Material for the task:
****************

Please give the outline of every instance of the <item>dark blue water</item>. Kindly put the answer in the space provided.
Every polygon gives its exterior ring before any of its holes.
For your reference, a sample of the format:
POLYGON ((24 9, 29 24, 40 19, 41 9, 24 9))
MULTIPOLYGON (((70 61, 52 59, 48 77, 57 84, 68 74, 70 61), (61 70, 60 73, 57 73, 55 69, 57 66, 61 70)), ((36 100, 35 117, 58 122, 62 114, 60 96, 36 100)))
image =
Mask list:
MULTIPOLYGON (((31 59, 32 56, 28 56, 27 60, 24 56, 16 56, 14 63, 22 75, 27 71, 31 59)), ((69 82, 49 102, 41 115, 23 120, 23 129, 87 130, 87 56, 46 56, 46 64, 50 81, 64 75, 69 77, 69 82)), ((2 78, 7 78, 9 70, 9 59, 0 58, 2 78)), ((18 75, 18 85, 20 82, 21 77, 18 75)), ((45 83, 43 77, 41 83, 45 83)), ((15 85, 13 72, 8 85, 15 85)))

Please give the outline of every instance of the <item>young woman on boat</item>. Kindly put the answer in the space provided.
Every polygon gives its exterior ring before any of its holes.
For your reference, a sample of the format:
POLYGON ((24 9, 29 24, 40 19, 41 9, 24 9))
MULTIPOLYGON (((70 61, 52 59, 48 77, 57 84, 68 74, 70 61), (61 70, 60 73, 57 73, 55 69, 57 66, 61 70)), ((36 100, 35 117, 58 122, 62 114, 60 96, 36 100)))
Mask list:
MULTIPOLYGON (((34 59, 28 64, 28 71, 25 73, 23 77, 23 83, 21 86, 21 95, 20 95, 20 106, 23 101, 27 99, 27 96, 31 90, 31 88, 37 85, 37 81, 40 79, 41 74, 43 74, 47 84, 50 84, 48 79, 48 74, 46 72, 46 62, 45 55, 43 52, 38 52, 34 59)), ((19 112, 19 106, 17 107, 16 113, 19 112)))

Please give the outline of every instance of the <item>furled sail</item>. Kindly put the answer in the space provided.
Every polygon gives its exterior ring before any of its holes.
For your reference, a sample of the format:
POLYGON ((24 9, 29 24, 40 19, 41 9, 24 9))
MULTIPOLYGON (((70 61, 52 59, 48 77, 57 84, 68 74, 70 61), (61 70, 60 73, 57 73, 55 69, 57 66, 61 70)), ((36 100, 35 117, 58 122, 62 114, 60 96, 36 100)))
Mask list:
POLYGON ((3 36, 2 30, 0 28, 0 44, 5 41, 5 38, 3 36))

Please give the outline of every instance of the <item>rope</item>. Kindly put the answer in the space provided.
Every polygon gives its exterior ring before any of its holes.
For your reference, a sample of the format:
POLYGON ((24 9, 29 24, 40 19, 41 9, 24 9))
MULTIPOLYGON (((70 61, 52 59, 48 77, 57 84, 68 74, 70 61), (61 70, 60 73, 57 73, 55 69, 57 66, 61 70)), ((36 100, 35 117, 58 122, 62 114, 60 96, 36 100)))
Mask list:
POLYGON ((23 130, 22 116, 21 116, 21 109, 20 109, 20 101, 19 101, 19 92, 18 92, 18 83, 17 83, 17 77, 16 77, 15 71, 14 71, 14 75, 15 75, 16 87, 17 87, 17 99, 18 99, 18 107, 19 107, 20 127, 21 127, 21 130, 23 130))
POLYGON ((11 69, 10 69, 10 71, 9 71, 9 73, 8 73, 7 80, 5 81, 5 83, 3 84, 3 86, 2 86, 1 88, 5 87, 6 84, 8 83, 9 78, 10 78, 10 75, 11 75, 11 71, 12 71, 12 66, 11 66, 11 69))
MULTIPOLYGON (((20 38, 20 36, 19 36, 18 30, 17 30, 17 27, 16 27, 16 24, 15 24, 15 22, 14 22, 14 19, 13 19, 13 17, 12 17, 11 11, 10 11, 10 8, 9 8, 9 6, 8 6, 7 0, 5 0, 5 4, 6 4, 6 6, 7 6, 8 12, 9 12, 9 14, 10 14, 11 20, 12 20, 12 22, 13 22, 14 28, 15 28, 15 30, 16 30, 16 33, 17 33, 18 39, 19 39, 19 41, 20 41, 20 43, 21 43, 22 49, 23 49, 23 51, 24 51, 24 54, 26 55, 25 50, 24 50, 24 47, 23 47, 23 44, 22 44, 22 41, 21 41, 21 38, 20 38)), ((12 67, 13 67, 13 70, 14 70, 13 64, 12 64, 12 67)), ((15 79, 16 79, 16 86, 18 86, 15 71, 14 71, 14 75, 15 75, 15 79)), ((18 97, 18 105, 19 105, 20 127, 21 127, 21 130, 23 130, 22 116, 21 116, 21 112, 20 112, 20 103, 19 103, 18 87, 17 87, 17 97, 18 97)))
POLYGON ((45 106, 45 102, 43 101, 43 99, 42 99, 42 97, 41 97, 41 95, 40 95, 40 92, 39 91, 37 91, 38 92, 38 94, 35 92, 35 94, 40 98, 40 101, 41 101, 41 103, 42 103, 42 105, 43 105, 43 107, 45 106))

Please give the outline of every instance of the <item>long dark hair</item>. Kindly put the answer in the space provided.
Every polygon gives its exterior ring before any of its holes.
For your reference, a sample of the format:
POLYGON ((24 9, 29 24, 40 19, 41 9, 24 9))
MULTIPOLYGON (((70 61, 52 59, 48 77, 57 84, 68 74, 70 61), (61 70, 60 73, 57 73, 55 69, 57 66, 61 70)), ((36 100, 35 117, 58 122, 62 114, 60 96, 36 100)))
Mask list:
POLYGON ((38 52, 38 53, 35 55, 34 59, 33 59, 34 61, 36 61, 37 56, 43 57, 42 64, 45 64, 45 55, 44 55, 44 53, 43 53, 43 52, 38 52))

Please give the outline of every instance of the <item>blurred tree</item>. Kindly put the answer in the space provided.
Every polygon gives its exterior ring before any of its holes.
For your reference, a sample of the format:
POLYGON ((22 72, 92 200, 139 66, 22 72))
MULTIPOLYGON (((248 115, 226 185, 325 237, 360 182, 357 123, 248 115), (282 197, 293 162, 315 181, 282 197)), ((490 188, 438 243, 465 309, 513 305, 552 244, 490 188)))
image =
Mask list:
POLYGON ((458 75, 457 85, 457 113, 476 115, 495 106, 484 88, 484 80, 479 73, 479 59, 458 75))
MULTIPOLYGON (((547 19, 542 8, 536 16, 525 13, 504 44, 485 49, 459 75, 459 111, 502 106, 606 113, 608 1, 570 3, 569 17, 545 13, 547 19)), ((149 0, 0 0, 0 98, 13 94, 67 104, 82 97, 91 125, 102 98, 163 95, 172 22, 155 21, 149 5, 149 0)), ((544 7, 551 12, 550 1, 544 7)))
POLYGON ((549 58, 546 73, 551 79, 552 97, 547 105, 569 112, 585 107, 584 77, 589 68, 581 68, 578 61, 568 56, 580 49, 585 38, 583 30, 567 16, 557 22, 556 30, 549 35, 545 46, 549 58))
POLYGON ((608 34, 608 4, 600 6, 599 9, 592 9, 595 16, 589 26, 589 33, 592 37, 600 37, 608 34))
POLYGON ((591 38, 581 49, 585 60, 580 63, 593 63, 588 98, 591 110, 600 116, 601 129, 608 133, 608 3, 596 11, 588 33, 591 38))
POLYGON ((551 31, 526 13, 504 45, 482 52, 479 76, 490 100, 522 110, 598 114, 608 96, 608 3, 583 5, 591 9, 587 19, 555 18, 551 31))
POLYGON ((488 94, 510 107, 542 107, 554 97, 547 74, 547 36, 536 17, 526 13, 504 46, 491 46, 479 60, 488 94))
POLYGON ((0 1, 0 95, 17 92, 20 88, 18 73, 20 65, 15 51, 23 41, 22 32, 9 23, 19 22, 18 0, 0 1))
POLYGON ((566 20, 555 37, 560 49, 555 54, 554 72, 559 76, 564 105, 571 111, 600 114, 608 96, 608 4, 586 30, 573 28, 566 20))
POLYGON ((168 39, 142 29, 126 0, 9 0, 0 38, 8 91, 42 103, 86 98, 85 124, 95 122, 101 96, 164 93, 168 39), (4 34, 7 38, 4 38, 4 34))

****************

What you have to do: Above are the lines; repeat exactly the ones from the line containing "Please give the outline of every instance of the <item>blurred" down to the line containing "MULTIPOLYGON (((248 115, 226", both inclusive.

Solved exercise:
Please give the outline of every instance of the <item>blurred tree</item>. Kindly put the answer in the space provided.
Every polygon gives its exterior ring before any of its holes.
For your reference, a sample of the format:
POLYGON ((22 72, 92 200, 139 66, 22 72))
MULTIPOLYGON (((248 115, 226 185, 325 237, 360 182, 357 123, 248 115), (282 197, 293 162, 315 181, 282 197)), ((490 188, 438 243, 465 309, 513 305, 552 244, 490 188)))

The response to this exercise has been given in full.